> [DOCUMENT SEGMENT]
*** Begin section ***

The Keynesians are beating their chests again in behalf of our elitist superstructure, as to why we shouldn’t raise trade barriers to finally protect workers from foreign competition. They believe trade will play an important part in the world’s recovery. This is the trade at which we lose $2.5 billion a day and that cost American workers more than 6.3 million jobs over the past eight years.
Protectionism has already begun by our friends and allies via subsidies and pushing down the value of their currencies. The US government doesn’t say anything about that because to cheapen currencies the country doing so buys dollars, which are used to buy US Treasuries and the process makes goods cheaper that are shipped into the US, which keeps inflation down.
Russia has already increased import barriers on cars, farm machinery and a host of other products. The EU has reintroduced subsidies on dairy products and Europe, Brazil and India have raised tariffs on imported steel. In England the nationalized banks are giving preference to local loans.

*** End section ***

> [EXERCISE AIM] Output everything in the passage on trade barriers from "The Keynesians are" down to "keeps inflation down.", copied word for word. The lines that follow have no connection to the text above.

> [SUPPLIED ENTRIES]
*** Begin section ***

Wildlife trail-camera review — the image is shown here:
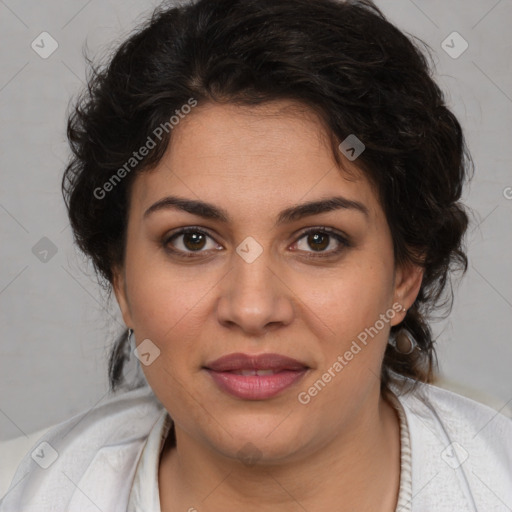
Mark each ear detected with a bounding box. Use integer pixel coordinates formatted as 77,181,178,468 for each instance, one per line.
391,263,425,325
112,267,133,327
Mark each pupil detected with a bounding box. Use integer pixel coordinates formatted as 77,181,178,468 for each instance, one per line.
308,233,329,250
183,233,204,250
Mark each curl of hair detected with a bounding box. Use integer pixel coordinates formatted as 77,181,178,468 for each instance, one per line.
62,0,472,390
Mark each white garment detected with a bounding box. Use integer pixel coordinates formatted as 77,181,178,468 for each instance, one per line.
0,379,512,512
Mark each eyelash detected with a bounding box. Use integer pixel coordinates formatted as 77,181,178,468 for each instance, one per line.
162,226,351,259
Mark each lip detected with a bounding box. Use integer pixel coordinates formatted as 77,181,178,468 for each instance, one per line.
204,353,309,400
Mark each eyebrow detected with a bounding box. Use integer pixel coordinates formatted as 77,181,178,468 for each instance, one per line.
143,196,370,226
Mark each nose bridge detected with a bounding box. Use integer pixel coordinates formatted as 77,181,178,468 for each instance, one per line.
217,237,293,333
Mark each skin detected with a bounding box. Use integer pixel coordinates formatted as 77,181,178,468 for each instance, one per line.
114,101,423,512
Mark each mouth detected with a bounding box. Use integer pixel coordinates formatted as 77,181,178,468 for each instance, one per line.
203,353,310,400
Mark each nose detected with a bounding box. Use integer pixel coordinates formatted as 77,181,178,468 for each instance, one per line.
217,244,295,337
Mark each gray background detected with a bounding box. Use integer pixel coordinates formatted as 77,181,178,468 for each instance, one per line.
0,0,512,440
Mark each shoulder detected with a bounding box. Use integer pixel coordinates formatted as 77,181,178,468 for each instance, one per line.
392,379,512,511
0,426,53,497
399,383,512,439
0,386,163,512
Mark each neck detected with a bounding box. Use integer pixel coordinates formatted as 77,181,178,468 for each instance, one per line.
159,395,400,512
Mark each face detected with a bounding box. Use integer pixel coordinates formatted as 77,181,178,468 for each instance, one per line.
114,102,422,463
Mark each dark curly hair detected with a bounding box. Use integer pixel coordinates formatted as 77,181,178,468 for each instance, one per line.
62,0,473,391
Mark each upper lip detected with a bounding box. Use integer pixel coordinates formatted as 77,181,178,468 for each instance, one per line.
205,353,308,372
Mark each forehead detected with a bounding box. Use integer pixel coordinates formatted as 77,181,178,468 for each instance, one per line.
132,101,377,220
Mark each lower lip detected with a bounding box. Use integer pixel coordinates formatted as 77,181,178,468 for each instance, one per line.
206,368,307,400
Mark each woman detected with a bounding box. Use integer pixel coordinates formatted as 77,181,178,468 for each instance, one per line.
0,0,512,512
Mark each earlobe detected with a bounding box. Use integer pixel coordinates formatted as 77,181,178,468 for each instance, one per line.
112,268,132,327
393,263,425,325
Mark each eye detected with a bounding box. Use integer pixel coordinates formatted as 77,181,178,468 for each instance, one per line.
294,227,350,257
162,226,350,258
163,226,218,257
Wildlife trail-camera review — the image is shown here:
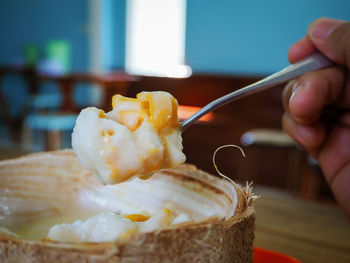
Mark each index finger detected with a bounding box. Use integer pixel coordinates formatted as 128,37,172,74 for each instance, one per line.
287,67,345,124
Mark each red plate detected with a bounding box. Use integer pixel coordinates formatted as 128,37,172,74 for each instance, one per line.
254,247,301,263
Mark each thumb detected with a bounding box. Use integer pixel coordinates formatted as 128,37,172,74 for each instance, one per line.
308,18,350,68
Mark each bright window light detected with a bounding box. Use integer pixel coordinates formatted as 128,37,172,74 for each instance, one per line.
125,0,192,78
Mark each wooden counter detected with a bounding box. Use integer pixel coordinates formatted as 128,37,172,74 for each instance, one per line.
255,187,350,263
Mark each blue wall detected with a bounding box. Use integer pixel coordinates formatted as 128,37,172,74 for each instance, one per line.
101,0,126,70
186,0,350,74
0,0,89,70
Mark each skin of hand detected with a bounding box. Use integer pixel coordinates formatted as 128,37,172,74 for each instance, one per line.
282,18,350,218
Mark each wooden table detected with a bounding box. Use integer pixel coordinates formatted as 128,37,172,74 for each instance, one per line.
254,187,350,263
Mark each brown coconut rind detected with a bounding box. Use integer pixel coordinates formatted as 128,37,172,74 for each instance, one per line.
0,151,255,263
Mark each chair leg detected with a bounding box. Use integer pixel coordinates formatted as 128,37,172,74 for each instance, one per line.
46,131,61,151
22,124,33,149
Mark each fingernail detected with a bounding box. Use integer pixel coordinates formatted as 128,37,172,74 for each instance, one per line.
289,81,305,104
309,18,345,39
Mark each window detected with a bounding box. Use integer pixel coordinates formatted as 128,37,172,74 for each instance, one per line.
125,0,191,77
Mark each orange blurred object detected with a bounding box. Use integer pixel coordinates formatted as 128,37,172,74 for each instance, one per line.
254,247,301,263
177,105,214,122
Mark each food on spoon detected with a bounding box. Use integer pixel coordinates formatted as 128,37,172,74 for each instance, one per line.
72,91,185,184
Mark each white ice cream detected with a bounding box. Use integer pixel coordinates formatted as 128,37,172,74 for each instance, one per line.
46,209,189,243
72,91,185,184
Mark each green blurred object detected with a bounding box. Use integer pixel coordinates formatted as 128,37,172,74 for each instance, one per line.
46,40,71,73
24,44,40,67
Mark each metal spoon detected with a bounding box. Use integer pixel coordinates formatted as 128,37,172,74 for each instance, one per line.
181,52,333,131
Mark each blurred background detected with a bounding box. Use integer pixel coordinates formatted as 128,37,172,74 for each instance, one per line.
0,0,350,202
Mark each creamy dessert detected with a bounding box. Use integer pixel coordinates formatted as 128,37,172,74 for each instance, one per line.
0,150,254,263
72,91,185,184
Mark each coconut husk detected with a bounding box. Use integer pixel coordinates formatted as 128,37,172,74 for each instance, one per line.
0,151,255,263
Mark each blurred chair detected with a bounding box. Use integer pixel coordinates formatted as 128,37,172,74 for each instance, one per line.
23,73,136,150
241,129,302,193
23,112,77,150
241,129,322,200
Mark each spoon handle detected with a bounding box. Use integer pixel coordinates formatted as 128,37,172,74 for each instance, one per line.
181,52,333,131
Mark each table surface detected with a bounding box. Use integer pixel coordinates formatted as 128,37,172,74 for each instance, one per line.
254,187,350,263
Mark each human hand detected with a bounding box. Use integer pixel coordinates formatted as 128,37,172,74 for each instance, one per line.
282,18,350,218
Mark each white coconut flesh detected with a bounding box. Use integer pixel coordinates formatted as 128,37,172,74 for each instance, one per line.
0,151,238,242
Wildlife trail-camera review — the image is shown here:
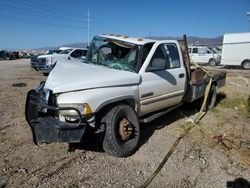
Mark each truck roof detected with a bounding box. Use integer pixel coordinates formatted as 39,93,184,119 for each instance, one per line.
223,32,250,44
98,34,157,45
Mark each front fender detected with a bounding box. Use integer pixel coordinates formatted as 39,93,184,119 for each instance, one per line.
57,85,139,113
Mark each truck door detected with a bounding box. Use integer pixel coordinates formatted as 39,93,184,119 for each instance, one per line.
139,42,186,115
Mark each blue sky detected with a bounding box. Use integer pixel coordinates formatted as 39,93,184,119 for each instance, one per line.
0,0,250,49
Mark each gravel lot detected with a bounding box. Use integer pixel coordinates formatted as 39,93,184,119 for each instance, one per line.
0,60,250,187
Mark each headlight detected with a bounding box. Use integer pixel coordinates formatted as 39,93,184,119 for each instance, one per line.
58,103,92,116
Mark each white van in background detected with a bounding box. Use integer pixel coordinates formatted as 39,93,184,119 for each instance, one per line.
188,46,221,66
221,32,250,69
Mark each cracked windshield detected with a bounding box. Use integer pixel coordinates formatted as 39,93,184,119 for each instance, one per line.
86,37,139,72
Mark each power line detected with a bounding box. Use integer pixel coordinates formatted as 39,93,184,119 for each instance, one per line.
0,2,82,22
21,0,83,16
0,3,82,23
0,14,83,29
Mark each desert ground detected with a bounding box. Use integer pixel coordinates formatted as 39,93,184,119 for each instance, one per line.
0,59,250,188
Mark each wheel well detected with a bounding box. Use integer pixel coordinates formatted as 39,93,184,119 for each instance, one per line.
241,59,250,65
97,98,136,113
96,99,136,128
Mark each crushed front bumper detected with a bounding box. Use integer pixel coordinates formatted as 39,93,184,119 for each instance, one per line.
25,90,87,145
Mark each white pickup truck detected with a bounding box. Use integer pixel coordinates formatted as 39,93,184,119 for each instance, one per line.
25,35,226,157
31,47,88,75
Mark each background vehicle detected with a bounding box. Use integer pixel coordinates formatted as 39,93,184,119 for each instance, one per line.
221,32,250,70
36,48,87,74
30,47,87,74
188,46,221,66
25,35,226,157
30,49,62,70
0,50,15,60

*** End section ***

> [ANSWER BOX]
The Keynesians are beating their chests again in behalf of our elitist superstructure, as to why we shouldn’t raise trade barriers to finally protect workers from foreign competition. They believe trade will play an important part in the world’s recovery. This is the trade at which we lose $2.5 billion a day and that cost American workers more than 6.3 million jobs over the past eight years.
Protectionism has already begun by our friends and allies via subsidies and pushing down the value of their currencies. The US government doesn’t say anything about that because to cheapen currencies the country doing so buys dollars, which are used to buy US Treasuries and the process makes goods cheaper that are shipped into the US, which keeps inflation down.